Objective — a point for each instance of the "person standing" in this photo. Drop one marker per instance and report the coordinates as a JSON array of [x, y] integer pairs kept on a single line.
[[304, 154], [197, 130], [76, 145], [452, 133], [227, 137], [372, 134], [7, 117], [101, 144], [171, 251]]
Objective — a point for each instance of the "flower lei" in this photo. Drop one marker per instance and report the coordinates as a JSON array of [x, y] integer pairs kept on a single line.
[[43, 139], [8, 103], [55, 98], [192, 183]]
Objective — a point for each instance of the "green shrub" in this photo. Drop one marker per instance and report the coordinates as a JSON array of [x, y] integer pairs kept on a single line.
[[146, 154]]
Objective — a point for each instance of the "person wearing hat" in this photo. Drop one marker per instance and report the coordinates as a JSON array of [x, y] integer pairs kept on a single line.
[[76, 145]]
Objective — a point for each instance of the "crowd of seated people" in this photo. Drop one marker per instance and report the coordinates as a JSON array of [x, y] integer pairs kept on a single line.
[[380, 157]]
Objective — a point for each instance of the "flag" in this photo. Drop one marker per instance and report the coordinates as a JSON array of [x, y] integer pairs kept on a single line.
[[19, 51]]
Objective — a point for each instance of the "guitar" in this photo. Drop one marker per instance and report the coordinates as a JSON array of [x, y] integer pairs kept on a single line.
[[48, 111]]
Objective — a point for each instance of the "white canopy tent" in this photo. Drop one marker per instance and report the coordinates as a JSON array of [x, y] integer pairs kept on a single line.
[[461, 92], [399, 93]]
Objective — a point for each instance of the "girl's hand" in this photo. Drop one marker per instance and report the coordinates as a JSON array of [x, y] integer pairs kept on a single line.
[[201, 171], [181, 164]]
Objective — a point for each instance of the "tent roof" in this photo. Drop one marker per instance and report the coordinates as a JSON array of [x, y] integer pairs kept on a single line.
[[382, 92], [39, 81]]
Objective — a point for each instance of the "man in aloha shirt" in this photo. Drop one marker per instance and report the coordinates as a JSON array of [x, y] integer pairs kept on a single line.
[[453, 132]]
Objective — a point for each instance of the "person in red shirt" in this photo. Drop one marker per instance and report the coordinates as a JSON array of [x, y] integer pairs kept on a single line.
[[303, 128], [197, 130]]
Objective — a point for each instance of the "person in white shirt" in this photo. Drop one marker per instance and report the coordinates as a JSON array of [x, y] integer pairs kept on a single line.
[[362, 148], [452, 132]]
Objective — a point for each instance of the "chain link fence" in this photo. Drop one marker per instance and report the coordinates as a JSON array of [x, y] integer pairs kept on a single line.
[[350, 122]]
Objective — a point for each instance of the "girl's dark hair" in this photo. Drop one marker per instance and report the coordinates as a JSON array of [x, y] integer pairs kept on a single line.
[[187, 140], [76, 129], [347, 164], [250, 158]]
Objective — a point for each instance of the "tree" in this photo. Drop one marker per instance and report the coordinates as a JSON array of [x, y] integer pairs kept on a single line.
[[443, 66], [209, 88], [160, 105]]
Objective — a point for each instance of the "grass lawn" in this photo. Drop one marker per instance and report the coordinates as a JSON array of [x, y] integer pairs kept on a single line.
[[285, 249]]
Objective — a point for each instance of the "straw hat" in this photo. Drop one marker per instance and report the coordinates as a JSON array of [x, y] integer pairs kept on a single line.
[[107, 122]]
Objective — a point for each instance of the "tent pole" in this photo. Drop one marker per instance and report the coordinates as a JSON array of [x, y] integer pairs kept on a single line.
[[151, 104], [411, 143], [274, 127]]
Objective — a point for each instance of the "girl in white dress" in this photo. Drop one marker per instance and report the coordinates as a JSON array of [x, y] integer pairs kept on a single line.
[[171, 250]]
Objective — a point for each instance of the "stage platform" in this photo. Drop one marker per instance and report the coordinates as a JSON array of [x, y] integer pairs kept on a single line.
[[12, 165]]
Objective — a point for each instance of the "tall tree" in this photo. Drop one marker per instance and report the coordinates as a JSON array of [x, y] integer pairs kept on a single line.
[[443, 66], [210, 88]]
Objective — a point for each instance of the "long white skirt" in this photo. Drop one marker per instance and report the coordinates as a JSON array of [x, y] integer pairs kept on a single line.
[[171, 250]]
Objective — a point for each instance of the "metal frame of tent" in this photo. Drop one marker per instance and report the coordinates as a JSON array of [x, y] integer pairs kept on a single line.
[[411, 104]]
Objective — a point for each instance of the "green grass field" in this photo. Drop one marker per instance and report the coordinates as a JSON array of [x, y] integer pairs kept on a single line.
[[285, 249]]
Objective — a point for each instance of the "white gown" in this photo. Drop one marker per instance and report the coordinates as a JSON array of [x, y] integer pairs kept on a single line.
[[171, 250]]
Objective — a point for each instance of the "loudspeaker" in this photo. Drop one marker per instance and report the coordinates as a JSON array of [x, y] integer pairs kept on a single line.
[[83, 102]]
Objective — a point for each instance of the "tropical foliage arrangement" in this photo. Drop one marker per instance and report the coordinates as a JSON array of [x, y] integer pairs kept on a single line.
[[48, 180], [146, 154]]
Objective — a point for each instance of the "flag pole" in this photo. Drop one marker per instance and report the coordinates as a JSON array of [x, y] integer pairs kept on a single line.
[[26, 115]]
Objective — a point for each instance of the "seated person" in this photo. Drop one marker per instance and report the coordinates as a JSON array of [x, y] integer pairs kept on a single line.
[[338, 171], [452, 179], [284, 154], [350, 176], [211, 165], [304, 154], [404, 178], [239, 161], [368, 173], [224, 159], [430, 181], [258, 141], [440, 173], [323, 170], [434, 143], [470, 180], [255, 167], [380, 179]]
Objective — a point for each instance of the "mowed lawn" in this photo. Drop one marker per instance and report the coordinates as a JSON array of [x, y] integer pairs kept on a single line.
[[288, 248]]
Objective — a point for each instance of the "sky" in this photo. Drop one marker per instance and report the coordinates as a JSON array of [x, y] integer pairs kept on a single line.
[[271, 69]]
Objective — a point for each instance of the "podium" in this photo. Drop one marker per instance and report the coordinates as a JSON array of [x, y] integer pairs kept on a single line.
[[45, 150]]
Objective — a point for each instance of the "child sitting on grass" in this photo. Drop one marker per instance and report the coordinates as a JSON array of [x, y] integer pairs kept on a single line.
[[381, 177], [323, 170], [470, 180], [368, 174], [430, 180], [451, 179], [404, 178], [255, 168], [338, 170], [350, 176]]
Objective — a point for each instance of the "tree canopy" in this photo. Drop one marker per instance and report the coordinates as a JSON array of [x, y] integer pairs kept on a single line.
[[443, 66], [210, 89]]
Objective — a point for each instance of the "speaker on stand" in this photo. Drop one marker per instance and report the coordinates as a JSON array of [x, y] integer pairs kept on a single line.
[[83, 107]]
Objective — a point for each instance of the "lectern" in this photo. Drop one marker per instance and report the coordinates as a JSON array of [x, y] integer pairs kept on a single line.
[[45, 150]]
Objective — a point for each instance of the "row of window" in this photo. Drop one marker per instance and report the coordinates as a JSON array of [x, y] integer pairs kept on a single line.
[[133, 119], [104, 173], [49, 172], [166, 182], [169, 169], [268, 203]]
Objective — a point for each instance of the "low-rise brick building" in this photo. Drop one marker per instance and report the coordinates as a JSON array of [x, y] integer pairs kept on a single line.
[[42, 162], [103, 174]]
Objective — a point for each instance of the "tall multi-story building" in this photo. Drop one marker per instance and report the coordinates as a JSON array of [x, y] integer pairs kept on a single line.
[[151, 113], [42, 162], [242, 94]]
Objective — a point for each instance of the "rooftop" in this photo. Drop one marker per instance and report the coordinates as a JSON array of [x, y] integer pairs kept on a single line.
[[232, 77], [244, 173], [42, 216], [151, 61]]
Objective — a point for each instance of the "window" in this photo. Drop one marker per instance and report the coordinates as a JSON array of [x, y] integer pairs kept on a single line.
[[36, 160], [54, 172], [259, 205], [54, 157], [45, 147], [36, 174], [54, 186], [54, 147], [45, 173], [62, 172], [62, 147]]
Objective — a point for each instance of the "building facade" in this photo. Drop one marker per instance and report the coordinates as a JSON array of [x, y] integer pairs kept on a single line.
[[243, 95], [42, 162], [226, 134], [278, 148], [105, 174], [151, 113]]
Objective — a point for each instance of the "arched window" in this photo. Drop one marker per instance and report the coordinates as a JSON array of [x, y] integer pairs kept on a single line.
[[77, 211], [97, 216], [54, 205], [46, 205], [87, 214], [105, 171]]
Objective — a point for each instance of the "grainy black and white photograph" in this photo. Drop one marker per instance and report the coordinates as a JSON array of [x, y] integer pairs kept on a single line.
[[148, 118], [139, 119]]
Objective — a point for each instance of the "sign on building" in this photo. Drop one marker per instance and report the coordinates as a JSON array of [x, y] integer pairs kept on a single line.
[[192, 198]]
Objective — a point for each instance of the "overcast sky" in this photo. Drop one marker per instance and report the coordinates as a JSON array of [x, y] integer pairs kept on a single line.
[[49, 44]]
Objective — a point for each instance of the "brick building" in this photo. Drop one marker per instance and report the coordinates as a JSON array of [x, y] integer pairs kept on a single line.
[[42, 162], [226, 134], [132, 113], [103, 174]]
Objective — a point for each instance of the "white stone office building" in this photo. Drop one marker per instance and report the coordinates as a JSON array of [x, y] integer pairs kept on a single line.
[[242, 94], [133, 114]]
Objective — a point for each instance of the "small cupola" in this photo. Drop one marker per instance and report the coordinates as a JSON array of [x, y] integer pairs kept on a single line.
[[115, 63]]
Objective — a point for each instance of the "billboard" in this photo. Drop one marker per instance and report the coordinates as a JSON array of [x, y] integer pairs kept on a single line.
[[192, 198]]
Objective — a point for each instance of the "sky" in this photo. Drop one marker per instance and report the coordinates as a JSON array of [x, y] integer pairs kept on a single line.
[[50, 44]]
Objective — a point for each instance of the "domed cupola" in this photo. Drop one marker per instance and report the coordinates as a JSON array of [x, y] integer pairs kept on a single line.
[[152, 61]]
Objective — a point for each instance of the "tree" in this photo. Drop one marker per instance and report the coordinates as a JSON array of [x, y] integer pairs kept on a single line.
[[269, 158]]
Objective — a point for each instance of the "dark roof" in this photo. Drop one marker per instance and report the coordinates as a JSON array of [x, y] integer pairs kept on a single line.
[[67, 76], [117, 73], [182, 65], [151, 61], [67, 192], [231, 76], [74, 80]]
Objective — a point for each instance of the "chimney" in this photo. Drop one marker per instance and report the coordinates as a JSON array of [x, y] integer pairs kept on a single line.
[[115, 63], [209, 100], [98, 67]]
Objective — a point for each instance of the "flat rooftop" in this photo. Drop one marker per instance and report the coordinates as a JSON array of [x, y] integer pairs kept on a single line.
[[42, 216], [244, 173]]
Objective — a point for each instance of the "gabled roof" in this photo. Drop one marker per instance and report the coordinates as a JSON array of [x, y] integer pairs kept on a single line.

------------

Please pull out every line of the items above that contains the word "green" and copy each one as it appears.

Objective — a point for each instance of the "green shrub" in this photo. Drop one marker per instance and report the coordinates as a JSON array of [x, y] integer pairs kept on a single line.
Objective — a point for each instance of the "green grass field" in this photo. Drop one marker per instance and report the coordinates as a JSON array of [x, y] integer pairs kept on a single line.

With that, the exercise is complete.